==== STORED DATA

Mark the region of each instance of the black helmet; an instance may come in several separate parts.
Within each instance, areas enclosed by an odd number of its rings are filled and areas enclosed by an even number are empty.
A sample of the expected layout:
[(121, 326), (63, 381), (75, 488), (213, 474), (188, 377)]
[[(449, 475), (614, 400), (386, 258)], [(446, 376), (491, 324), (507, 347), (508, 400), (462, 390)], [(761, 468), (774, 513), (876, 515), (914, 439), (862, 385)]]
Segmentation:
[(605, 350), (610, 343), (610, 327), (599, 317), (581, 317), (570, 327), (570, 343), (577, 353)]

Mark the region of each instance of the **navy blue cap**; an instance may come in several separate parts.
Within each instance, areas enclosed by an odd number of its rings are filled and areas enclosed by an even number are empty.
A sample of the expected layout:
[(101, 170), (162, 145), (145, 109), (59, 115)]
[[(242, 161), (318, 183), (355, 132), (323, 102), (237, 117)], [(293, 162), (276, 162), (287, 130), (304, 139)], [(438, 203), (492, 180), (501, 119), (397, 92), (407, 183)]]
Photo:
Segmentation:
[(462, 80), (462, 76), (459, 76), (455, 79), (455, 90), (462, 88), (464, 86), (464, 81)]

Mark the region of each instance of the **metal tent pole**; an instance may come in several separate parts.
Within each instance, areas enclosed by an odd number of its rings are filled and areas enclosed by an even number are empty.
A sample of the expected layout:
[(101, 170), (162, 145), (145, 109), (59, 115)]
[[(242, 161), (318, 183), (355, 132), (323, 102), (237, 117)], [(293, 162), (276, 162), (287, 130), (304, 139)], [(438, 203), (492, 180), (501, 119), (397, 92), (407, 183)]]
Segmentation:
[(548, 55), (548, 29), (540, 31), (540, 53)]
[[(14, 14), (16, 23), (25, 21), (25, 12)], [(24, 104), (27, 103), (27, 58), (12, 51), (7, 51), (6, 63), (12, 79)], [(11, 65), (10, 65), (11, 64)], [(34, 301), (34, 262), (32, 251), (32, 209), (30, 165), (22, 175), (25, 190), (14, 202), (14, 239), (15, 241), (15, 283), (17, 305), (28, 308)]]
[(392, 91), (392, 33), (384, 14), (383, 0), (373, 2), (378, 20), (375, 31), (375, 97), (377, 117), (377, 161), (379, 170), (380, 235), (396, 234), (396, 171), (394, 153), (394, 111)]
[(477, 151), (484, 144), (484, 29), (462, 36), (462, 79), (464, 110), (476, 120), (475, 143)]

========

# STATED EXERCISE
Rewrite all the items above, replacing every "Segmentation" with "Outline" and leaving everything else as it is.

# COMPLETE OUTPUT
Mark the region of each instance of the black helmet; an instance may come in several separate parts.
Within each instance, areas enclosed by an odd number of its rings are filled and areas enclosed by an even number are empty.
A sample of the expected layout:
[(121, 326), (63, 381), (75, 488), (213, 474), (188, 377)]
[[(449, 475), (614, 400), (386, 258)], [(446, 376), (491, 324), (507, 347), (508, 400), (462, 390)], [(761, 468), (774, 513), (876, 515), (914, 439), (862, 385)]]
Outline:
[(605, 350), (610, 343), (610, 327), (599, 317), (581, 317), (570, 327), (570, 343), (577, 353)]

Mark the region of each instance of the **navy blue cap**; an instance may come in several separate parts.
Within each instance, areas enclosed by an odd number of its rings are filled and areas enclosed by an even number are empty.
A sample of the expected layout:
[(101, 170), (162, 145), (145, 109), (59, 115)]
[[(242, 161), (318, 183), (355, 132), (323, 102), (237, 117)], [(293, 162), (276, 162), (287, 130), (304, 139)], [(438, 203), (492, 180), (501, 119), (397, 92), (407, 183)]]
Photo:
Outline:
[(462, 80), (462, 76), (459, 76), (455, 79), (455, 90), (462, 88), (464, 86), (464, 81)]

Mark the region of each instance of the **metal tent pole**; an instance may come in several separate parts.
Within each instance, areas enclosed by an odd number of its rings are filled and areas enclosed by an even number are empty.
A sample of the expected layout:
[(101, 170), (162, 145), (145, 109), (59, 115)]
[[(242, 161), (318, 183), (355, 132), (323, 102), (237, 117)], [(293, 162), (276, 162), (287, 130), (304, 139)], [(438, 203), (492, 180), (501, 119), (397, 92), (407, 183)]]
Outline:
[(548, 55), (548, 29), (540, 31), (540, 53)]
[[(14, 14), (16, 23), (25, 21), (25, 12)], [(24, 104), (27, 103), (27, 58), (12, 51), (7, 51), (6, 63), (12, 79)], [(11, 65), (10, 65), (11, 64)], [(34, 301), (34, 262), (32, 251), (32, 209), (30, 165), (22, 175), (25, 190), (14, 202), (14, 239), (15, 241), (15, 283), (17, 305), (28, 308)]]
[(392, 91), (392, 33), (384, 14), (383, 0), (373, 2), (378, 20), (375, 31), (375, 97), (377, 117), (377, 161), (379, 170), (380, 235), (396, 234), (396, 171), (394, 153), (394, 111)]
[(477, 151), (484, 144), (484, 29), (462, 36), (462, 79), (464, 110), (476, 120), (475, 143)]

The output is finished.